▶ [Exercise passage]
============================================================

Identify the types of data you will need to localize to your institution. Are these the same for everyone in your group? Do some sites have different needs/types of localizations needed?
Are there any types of data that you won’t be able to localize/implement at your institution? Look at the algorithm design - what impact do you think it will have on the algorithm performance (e.g., do you think it will make the algorithm more or less specific?)
Dr. Wiley is an expert in computational phenotyping and identifying patient populations from EHRs. She has developed and implemented algorithms across a range of traits including diseases (diabetes, intracranial aneurysm), medication related outcomes (statin induced myopathy, stable warfarin dose), and social history (tobacco use status) within multiple clinical systems. She co-leads phenotype harmonization efforts for the Population Architecture Using Genomics and Epidemiology (PAGE) consortium as experience developing systems to support development and deployment of harmonized phenotype definitions across multiple EHR systems. She also developed a massively open online course (MOOC) on computational phenotyping available on the Coursera platform with more than 2,000 enrolled students.

============================================================

▶ [Exercises]
**A.** Copy the phenotyping passage from "Are there any" through "or less specific?)".
**B.** In the phenotyping passage, which platform hosts Dr. Wiley's massively open online course on computational phenotyping?
The records aren't needed for any part of this exercise.

============================================================

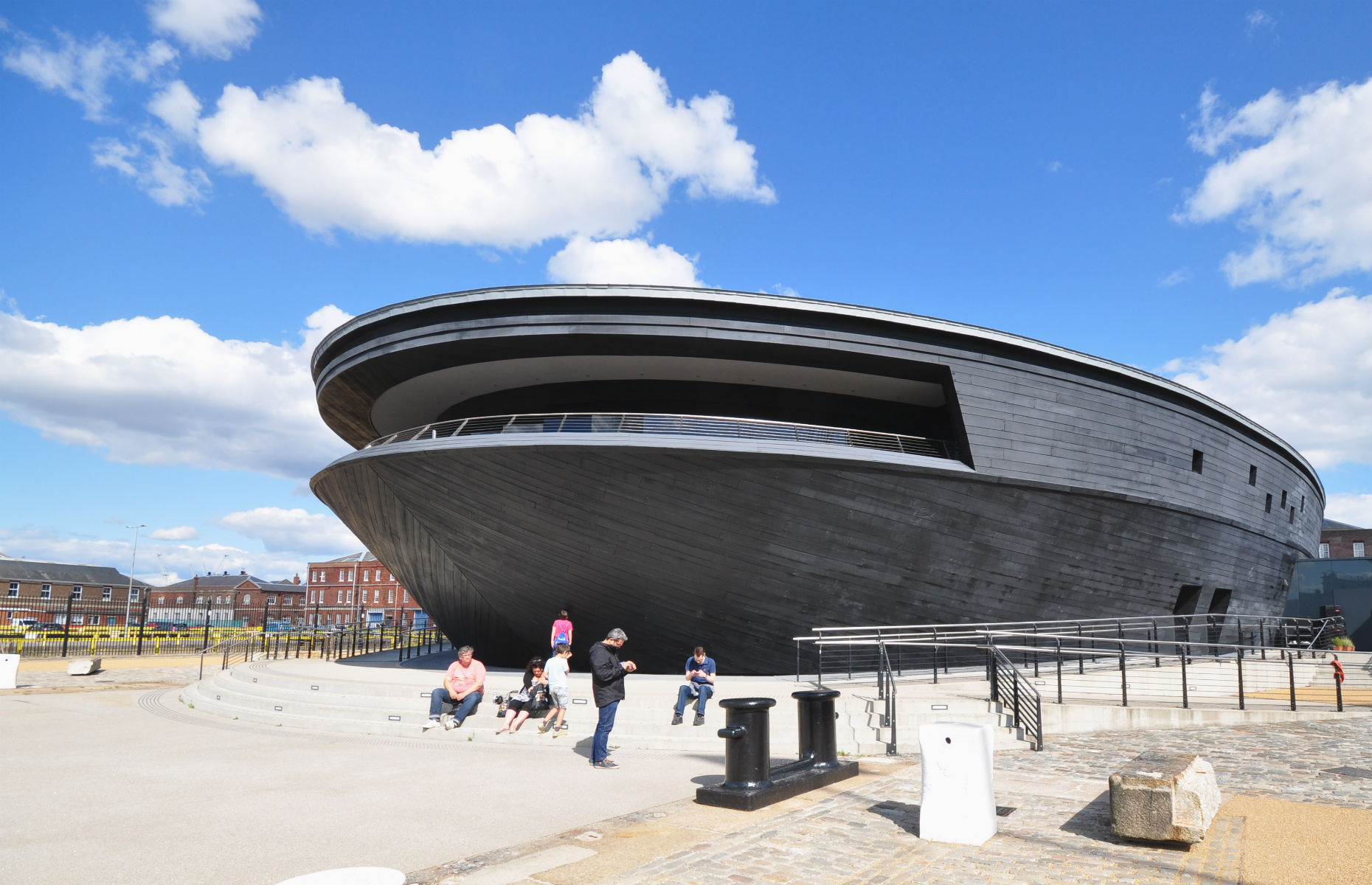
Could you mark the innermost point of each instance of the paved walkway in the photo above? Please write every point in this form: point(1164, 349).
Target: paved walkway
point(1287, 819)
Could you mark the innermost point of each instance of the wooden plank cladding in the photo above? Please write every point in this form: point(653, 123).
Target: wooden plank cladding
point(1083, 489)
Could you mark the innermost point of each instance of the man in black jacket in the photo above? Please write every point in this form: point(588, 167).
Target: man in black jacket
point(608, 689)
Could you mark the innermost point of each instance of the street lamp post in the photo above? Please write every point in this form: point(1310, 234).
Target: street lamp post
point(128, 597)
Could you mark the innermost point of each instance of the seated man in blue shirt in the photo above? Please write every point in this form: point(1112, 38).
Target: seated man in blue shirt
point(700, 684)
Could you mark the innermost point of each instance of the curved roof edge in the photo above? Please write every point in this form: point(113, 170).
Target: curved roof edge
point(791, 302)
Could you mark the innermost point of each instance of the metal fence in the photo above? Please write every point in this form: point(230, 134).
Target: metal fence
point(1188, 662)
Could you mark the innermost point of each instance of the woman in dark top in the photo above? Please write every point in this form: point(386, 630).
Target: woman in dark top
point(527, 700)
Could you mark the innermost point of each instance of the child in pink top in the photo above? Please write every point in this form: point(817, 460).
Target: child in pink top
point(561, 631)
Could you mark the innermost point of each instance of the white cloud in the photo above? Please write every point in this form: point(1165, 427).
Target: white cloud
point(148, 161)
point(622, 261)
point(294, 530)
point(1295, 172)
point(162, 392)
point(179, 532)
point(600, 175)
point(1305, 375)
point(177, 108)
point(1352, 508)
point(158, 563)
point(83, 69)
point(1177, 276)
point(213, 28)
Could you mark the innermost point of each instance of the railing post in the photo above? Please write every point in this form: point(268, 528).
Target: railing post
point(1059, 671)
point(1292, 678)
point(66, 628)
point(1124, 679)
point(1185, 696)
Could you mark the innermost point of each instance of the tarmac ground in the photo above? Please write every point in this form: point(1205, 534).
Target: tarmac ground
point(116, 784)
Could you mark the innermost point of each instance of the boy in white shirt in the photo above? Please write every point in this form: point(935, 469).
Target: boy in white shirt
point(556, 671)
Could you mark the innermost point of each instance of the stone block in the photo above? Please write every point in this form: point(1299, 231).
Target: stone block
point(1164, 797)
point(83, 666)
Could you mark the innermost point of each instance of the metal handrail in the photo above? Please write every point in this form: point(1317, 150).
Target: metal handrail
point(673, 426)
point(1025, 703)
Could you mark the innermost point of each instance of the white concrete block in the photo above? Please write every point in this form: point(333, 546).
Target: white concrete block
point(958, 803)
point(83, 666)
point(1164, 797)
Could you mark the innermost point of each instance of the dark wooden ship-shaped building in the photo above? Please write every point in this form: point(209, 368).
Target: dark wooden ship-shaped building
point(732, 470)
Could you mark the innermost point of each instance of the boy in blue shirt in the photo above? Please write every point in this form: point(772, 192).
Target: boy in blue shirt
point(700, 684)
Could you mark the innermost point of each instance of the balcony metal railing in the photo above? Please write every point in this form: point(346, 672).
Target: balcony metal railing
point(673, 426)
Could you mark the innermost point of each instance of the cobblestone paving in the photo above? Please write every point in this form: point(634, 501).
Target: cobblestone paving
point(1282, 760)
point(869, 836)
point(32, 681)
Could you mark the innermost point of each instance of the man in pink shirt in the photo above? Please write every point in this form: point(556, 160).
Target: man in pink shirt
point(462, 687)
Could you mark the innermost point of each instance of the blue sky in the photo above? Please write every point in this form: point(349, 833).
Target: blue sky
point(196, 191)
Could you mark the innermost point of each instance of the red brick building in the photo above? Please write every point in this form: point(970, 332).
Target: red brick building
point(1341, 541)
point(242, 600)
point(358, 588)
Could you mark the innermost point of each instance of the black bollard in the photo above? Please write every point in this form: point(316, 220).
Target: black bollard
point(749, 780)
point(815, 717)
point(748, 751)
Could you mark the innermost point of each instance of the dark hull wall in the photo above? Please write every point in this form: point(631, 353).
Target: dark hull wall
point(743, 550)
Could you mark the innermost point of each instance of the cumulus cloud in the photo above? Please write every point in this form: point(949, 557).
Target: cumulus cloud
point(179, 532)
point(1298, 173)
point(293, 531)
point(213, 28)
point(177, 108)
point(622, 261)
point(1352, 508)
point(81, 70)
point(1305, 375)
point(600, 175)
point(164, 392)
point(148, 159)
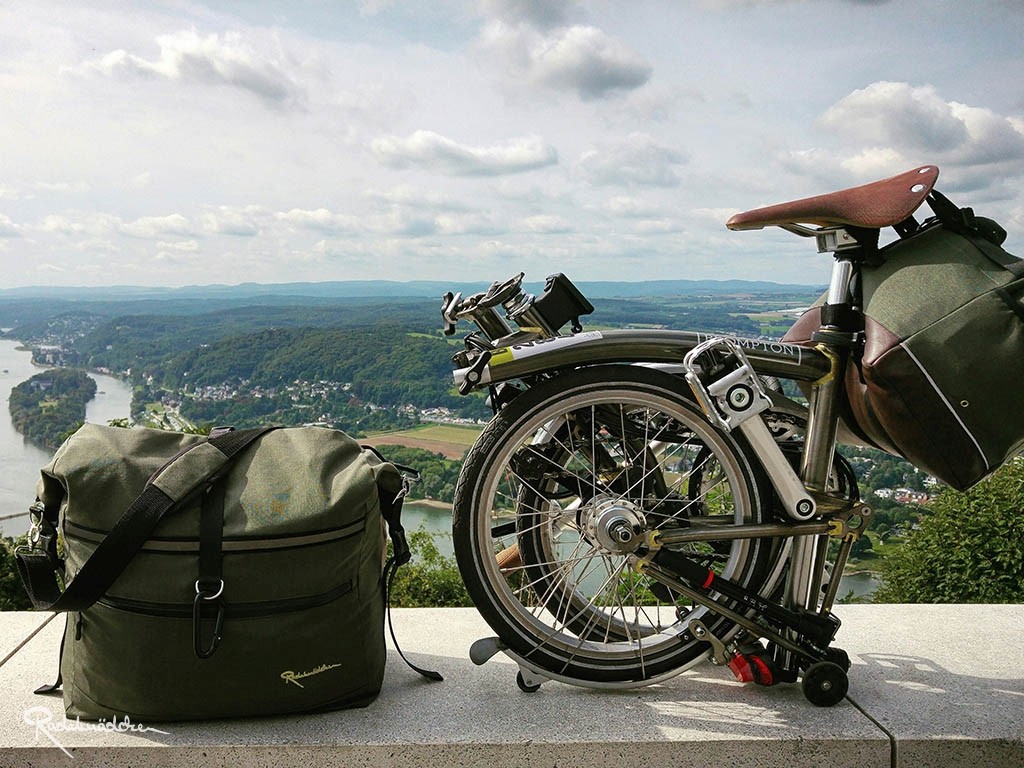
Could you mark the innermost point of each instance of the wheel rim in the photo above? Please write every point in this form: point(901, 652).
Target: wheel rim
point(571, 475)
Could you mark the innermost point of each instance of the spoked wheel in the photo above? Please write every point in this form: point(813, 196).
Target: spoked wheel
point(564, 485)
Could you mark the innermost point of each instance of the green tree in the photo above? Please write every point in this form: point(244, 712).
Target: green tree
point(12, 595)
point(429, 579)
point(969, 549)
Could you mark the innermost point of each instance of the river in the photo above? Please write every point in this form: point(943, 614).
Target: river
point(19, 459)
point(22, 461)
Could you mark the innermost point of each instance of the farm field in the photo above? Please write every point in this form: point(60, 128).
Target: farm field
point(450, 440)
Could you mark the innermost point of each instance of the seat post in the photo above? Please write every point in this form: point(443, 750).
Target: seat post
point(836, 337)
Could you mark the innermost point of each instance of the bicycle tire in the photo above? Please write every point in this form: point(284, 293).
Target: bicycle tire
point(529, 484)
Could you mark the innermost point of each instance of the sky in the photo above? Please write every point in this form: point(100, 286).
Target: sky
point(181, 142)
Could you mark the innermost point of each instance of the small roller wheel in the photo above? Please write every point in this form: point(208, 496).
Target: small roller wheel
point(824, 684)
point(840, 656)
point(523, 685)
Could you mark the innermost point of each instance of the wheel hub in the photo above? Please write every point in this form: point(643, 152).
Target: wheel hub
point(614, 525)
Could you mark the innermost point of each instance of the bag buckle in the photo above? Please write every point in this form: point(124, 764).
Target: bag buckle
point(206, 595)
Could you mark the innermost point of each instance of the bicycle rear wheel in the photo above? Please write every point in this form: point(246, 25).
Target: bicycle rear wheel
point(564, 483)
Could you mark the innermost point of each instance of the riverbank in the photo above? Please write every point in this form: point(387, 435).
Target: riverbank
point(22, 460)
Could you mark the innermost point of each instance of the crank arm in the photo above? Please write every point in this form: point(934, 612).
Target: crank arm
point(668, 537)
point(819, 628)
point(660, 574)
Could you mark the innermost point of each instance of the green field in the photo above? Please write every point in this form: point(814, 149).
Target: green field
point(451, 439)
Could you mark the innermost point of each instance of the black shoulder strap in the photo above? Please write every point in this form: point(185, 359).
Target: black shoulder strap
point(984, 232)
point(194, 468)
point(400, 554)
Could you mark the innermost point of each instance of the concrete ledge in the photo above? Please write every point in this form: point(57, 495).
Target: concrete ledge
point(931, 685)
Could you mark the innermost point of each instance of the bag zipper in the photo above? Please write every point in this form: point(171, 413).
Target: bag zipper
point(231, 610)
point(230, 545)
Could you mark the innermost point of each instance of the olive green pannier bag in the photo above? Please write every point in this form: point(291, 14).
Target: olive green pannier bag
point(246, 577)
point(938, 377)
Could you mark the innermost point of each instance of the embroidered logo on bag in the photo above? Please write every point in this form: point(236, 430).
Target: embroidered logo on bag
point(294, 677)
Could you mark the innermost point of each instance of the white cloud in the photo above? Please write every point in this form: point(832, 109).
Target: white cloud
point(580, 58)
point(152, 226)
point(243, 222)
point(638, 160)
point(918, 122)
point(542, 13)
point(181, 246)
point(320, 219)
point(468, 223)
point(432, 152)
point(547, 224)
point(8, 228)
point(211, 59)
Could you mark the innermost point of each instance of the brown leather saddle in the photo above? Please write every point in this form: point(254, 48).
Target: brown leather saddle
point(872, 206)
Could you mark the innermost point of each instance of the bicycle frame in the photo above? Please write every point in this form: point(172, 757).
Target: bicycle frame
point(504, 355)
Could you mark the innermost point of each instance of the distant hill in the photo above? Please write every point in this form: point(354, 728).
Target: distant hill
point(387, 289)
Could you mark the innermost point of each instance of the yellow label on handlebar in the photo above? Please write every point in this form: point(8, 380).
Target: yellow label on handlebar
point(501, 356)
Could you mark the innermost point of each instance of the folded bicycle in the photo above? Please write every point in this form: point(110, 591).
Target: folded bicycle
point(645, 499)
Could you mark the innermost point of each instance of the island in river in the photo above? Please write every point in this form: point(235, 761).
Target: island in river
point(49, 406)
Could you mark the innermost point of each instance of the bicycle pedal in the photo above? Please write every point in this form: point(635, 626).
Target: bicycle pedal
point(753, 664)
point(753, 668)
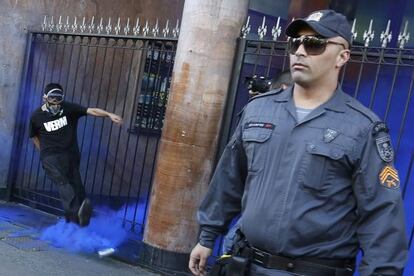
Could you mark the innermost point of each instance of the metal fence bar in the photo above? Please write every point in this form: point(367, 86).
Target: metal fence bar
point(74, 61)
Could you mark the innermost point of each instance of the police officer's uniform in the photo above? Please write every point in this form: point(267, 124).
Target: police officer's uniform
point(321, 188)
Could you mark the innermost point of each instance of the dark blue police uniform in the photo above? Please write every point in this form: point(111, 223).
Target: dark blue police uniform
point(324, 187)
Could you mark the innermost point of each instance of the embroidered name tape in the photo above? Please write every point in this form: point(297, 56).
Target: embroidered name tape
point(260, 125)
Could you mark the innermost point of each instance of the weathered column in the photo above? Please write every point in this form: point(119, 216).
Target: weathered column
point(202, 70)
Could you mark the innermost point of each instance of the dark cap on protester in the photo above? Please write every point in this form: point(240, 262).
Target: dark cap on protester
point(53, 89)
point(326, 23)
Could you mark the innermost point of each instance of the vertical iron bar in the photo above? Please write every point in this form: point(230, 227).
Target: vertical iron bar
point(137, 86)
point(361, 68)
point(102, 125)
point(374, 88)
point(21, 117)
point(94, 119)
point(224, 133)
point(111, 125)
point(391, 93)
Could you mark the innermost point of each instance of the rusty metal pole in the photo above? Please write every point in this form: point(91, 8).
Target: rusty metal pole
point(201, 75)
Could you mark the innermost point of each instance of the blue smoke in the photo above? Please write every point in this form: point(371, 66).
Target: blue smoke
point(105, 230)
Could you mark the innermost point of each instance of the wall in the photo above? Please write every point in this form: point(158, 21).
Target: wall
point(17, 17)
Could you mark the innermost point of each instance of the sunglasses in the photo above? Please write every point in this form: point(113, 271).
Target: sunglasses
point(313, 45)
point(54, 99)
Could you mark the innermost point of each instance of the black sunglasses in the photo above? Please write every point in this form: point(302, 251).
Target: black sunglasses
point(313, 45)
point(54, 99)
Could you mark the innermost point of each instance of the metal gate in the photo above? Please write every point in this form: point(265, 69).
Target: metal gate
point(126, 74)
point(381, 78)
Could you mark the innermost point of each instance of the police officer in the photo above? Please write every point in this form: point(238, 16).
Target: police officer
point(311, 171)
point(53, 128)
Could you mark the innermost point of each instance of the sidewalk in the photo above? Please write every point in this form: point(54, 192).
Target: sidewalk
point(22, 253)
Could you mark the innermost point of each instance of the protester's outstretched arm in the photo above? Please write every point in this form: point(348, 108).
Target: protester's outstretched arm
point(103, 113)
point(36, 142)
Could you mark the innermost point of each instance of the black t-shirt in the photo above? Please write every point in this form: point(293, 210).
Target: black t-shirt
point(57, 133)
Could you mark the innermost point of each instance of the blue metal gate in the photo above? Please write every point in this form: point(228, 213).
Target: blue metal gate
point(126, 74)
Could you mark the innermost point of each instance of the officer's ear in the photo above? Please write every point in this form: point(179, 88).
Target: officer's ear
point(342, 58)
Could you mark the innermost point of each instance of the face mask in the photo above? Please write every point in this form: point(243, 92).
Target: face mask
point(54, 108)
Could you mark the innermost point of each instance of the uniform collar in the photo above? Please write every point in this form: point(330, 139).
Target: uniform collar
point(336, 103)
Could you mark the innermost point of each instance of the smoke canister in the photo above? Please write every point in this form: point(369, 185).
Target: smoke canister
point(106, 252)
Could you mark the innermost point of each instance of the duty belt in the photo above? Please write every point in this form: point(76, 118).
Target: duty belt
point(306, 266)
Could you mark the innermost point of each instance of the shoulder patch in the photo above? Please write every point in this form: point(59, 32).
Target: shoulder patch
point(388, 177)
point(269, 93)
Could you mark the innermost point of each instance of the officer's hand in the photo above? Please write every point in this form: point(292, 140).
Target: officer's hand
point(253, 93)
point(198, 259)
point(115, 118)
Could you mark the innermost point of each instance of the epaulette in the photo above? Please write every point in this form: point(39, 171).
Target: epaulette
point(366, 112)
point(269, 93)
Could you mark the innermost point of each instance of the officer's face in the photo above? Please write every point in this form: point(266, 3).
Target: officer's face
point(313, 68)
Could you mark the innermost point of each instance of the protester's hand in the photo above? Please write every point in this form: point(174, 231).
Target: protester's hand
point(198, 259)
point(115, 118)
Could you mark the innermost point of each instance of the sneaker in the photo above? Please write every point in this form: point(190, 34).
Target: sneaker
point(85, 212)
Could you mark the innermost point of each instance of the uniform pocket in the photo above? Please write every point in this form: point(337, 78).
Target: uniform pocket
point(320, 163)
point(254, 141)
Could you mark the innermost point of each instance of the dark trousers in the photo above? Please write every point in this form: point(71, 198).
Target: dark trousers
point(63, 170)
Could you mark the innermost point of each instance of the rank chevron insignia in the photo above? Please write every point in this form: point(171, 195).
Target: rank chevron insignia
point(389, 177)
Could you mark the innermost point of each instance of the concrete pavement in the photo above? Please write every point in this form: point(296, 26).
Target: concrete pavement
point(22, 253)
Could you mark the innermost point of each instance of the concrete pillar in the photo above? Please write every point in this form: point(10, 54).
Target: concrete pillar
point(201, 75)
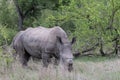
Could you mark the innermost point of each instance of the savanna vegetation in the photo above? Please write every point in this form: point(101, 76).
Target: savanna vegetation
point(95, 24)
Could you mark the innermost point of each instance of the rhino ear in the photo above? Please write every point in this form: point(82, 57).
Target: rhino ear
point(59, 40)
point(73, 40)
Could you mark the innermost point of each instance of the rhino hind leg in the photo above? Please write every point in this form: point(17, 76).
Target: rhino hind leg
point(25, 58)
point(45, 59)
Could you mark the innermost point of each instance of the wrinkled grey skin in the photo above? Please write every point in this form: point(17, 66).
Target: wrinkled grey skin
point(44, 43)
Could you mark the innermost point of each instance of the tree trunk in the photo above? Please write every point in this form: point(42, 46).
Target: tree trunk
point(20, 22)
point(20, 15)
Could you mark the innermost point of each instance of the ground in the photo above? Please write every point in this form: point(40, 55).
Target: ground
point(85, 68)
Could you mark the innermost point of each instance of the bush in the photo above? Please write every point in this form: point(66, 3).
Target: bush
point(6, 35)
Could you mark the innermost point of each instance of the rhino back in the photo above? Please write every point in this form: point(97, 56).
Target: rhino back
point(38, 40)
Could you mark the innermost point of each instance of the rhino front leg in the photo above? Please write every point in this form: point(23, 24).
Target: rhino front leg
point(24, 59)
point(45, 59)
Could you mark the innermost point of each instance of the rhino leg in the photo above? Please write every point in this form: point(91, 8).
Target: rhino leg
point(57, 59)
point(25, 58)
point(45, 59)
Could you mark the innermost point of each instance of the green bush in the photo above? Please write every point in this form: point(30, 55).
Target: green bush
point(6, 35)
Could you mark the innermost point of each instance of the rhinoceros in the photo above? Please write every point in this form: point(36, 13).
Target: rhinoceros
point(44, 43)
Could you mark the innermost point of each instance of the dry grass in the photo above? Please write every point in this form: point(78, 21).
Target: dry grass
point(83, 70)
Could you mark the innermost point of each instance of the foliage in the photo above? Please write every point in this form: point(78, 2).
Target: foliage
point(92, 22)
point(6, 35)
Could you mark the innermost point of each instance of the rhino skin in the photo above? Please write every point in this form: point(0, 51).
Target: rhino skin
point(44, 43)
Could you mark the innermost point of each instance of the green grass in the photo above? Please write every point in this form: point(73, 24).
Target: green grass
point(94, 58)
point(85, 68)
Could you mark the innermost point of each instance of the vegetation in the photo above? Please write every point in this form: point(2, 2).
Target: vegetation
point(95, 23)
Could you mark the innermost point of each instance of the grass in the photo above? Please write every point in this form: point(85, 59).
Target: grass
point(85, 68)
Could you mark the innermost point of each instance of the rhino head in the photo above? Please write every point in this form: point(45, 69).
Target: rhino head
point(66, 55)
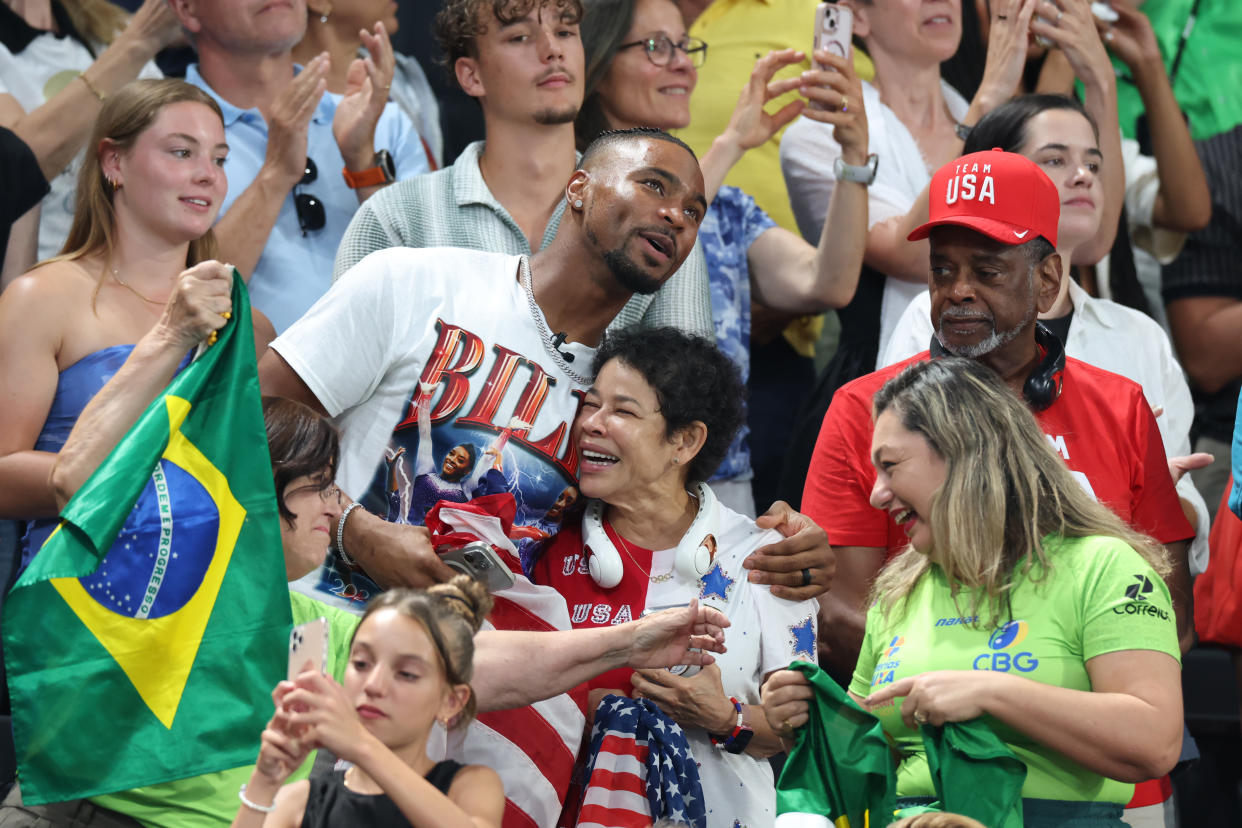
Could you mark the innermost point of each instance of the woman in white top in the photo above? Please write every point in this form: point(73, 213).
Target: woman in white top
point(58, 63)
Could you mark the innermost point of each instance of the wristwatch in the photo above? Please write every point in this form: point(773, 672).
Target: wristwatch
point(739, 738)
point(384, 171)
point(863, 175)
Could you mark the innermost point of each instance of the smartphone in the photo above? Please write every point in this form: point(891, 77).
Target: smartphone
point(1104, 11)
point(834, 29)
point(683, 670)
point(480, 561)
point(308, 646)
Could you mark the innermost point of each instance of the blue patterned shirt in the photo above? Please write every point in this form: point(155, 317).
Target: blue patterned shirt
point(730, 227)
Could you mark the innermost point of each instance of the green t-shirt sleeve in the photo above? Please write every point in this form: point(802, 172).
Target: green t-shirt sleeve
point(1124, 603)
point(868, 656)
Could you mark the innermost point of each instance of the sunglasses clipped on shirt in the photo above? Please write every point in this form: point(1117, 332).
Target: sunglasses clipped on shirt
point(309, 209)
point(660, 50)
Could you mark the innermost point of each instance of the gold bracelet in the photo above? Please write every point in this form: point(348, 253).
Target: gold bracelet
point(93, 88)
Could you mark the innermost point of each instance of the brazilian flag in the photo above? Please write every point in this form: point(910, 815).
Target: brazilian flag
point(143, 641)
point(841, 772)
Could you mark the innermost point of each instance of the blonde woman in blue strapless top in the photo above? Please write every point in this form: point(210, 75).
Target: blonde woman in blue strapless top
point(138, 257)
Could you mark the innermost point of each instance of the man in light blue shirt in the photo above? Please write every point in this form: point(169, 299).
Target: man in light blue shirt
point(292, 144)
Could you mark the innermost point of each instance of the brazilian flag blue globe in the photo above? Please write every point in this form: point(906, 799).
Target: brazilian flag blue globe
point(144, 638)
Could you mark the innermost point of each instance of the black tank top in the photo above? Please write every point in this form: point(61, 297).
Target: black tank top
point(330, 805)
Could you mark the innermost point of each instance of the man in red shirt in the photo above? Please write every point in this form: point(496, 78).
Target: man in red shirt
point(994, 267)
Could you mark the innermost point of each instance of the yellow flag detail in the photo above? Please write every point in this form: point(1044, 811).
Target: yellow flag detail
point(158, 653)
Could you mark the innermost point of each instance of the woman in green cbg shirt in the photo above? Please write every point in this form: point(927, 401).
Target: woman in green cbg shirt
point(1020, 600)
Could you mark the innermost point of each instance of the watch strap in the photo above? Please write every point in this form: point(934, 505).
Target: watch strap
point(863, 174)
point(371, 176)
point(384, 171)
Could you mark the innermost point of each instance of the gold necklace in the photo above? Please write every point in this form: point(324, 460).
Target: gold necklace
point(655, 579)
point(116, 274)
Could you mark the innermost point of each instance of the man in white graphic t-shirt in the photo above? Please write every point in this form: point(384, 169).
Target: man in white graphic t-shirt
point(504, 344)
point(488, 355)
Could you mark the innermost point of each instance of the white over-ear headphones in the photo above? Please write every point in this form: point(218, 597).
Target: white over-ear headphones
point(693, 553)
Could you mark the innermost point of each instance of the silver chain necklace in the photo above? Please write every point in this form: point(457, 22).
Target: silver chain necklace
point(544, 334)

============================================================

▶ [Answer list]
**A.**
Are there any types of data that you won’t be able to localize/implement at your institution? Look at the algorithm design - what impact do you think it will have on the algorithm performance (e.g., do you think it will make the algorithm more or less specific?)

**B.** Coursera